## [STATED EXERCISE A]
In the rows of object-pointing data below, could you add 53 to every coordinate in the answers and give all the lines from the one holding "Could you please indicate the dirt path" through the last row, inclusive, with the requests included and the pictures left out?

----- TEXT BLOCK

In her mid-twenties, as her first marriage was coming apart, Francine Prose spent a few winters with friends in San Francisco: a refuge from responsibility in a city in decline. Reading her memoir of this period, 1974: A Personal History—especially a section about her evolving interpretations of Hitchcock’s Vertigo—reminded me of a Joan Brown painting from that year titled Golden Gate Bridge, in which a simplified version of the north side of the bridge throws its warped shadow over Hawk Hill in the Marin Headlands, opposite Fort Point, where Vertigo’s drowning scene was filmed.1 The contrast between the candy-orange bridge tower and its shadow splayed across the rocks like a jumper’s body captures the mood of the Bay Area at the time. “The Summer of Love was over, and no one had swept up after the party,” Prose writes with characteristic pith. Meth was on the rise. Police were struggling to solve the Zebra murders—stopping and questioning black men on the street after a string of terrifying, random, apparently racially motivated killings of white people.
Having exemplified freedom, experiment, and excess for decades, San Francisco had further to fall than most cities, but the slump was everywhere. “If the late ’60s were about believing in the possibility of fundamental change,” Prose writes, “the 1970s were about the dawning realization that the changes we’d wanted weren’t going to happen.” Disappointment is a difficult feeling to convey over the course of a book-length memoir, a vapor that can condense and sink the narrative. Prose counters this with close focus—we always want to look where she directs us—and an intimate type of insouciance: think of Patti Smith in her white shirt, photographed by Robert Mapplethorpe, or Dick Cavett crossing his legs and nodding.
In the city, Prose relished her friends’ company and the artists and musicians who dropped by their bright second-floor flat on Parnassus Avenue, not far from the gritty allure of the Haight:
Behind our backyard a lushly forested hill rose up to the Langley Porter Psychiatric Institute. I liked telling people that I lived on the grounds of a mental asylum, especially after I felt sane enough so that it seemed like a joke and not a disguised cry for help.

----------
----- INPUT MATERIAL

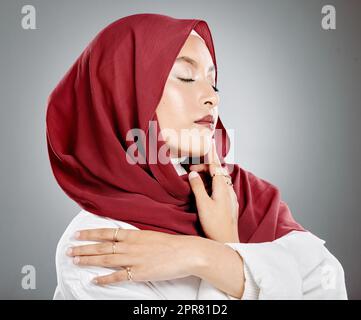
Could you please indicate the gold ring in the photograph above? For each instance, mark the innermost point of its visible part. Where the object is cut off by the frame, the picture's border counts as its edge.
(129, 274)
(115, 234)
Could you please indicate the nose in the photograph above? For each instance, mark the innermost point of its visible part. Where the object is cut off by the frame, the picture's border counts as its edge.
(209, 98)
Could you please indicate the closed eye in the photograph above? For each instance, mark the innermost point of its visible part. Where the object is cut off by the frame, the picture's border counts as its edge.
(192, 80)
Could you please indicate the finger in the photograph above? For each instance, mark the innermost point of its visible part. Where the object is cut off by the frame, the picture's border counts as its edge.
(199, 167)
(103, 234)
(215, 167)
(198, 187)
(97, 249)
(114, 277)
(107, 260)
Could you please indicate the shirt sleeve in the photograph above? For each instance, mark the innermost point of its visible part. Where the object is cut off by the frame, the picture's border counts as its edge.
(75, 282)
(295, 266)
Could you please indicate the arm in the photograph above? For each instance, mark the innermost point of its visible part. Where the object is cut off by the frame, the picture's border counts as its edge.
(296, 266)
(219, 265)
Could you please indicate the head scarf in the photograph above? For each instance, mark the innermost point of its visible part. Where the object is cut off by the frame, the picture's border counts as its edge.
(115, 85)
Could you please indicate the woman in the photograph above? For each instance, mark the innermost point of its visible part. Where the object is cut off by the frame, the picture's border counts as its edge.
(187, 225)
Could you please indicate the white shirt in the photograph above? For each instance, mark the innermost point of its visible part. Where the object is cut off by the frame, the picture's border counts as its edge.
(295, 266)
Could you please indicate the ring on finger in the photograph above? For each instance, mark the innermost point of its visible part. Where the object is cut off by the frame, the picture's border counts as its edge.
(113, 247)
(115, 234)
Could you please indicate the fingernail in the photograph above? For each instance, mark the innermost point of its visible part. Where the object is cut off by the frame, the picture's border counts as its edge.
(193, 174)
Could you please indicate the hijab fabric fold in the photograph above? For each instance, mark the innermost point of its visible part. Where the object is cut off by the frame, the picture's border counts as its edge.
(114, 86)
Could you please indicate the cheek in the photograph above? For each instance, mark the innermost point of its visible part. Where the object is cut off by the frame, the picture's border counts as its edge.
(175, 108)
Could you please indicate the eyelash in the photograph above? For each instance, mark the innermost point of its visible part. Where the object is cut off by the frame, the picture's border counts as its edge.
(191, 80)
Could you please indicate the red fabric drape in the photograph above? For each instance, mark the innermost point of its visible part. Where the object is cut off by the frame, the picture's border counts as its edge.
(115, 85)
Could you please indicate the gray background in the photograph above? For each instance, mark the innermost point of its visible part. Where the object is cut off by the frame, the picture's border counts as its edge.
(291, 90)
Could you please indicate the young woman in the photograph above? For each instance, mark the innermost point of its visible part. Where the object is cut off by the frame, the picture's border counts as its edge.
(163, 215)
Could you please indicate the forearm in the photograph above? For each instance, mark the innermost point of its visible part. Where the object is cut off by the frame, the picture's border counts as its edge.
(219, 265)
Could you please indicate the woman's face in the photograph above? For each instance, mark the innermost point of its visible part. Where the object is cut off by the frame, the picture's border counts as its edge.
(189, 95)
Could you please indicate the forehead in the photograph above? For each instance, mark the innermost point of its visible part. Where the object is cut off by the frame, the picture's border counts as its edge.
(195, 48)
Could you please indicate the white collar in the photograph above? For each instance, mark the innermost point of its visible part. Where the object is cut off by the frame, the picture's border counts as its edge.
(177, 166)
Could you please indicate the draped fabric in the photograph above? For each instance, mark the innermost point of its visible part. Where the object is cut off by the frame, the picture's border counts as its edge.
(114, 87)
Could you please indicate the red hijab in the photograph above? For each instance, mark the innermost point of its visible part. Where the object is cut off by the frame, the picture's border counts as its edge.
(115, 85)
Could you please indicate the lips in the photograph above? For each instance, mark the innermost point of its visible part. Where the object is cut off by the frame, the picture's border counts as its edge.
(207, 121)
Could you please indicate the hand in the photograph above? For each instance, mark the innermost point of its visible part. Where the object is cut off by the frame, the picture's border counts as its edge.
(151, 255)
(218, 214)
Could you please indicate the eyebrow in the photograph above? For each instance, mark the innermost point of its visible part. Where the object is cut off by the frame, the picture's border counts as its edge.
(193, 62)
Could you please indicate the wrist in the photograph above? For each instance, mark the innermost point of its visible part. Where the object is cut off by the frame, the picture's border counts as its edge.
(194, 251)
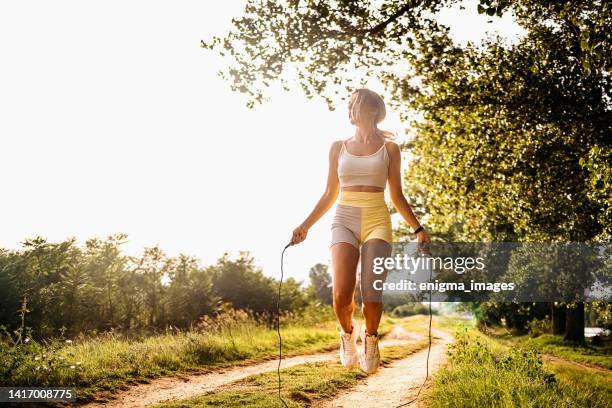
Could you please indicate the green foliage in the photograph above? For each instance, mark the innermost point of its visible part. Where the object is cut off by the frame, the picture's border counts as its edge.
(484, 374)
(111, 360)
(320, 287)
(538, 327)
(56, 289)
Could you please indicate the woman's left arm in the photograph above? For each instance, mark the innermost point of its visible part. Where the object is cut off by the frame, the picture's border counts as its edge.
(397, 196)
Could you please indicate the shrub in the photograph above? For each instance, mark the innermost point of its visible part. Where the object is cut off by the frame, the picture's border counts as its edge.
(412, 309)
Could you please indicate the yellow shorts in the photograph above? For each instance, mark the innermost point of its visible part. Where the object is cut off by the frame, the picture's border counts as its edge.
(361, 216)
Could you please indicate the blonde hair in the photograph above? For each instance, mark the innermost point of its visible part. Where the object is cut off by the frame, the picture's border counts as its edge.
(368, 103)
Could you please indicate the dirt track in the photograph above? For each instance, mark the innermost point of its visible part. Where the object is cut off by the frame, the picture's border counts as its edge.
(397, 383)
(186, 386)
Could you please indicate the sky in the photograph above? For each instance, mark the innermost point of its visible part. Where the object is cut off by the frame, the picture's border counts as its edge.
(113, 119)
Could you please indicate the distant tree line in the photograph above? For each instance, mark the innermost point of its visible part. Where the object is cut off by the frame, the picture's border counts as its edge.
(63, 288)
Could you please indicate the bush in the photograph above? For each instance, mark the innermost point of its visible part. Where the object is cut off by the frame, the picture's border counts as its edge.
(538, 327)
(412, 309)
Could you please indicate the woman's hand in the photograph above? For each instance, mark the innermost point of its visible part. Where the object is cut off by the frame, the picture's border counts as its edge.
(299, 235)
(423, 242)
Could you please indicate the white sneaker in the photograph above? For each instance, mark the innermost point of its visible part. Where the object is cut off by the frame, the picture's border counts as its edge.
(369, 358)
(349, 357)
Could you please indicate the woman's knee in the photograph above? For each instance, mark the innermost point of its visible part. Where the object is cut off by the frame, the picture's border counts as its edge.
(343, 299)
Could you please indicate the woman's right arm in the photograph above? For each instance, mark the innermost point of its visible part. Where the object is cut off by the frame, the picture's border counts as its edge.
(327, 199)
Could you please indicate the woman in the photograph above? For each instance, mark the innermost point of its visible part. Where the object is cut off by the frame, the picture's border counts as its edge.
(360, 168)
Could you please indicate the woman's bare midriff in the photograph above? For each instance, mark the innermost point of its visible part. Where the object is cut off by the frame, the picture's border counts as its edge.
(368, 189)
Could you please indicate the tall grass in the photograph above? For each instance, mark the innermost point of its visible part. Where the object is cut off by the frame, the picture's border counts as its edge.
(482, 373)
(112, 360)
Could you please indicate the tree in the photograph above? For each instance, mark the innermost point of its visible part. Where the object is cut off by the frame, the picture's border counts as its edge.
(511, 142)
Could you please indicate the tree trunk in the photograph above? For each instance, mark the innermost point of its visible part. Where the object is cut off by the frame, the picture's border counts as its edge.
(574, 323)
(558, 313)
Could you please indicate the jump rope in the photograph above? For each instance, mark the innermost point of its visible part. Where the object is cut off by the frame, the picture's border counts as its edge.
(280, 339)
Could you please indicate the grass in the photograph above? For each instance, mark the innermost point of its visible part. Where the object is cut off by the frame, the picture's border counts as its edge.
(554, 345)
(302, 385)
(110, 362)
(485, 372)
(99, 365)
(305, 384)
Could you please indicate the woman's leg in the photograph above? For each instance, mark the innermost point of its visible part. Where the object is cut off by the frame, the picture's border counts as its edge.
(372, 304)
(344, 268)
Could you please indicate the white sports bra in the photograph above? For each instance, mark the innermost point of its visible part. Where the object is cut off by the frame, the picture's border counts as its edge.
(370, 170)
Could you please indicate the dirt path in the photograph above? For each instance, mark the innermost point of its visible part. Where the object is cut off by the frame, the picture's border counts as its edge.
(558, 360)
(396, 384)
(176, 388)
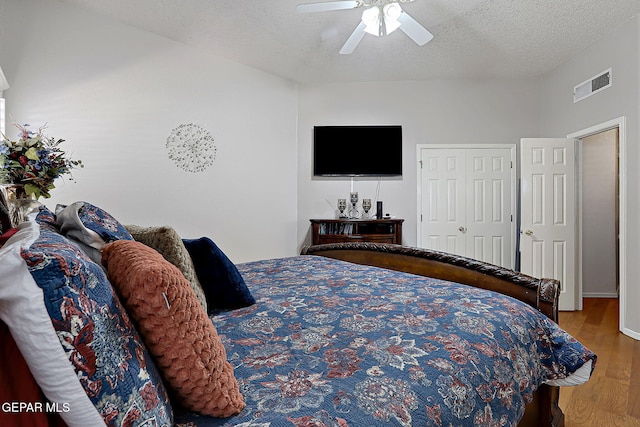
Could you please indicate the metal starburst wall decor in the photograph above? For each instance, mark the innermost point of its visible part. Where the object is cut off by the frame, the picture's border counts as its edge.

----------

## [STATED EXERCISE B]
Could you retype the passage on Francine Prose's memoir between "In the city, Prose" and "cry for help.", inclusive?

## [CORRECT ANSWER A]
Could you please indicate the dirt path in the photograph above? For each instance, mark the innermost point of its visible part. Where the object is cut off by the frame, the picture's border counts as its edge.
(611, 413)
(449, 437)
(229, 441)
Could you please indicate the metal starburst wall decor in the photograph above? For each instance, mark the innermost point of its visible part. Where the object is cut off by the frame, the picture's border counts as its edge.

## [CORRECT ANSWER B]
In the city, Prose relished her friends’ company and the artists and musicians who dropped by their bright second-floor flat on Parnassus Avenue, not far from the gritty allure of the Haight:
Behind our backyard a lushly forested hill rose up to the Langley Porter Psychiatric Institute. I liked telling people that I lived on the grounds of a mental asylum, especially after I felt sane enough so that it seemed like a joke and not a disguised cry for help.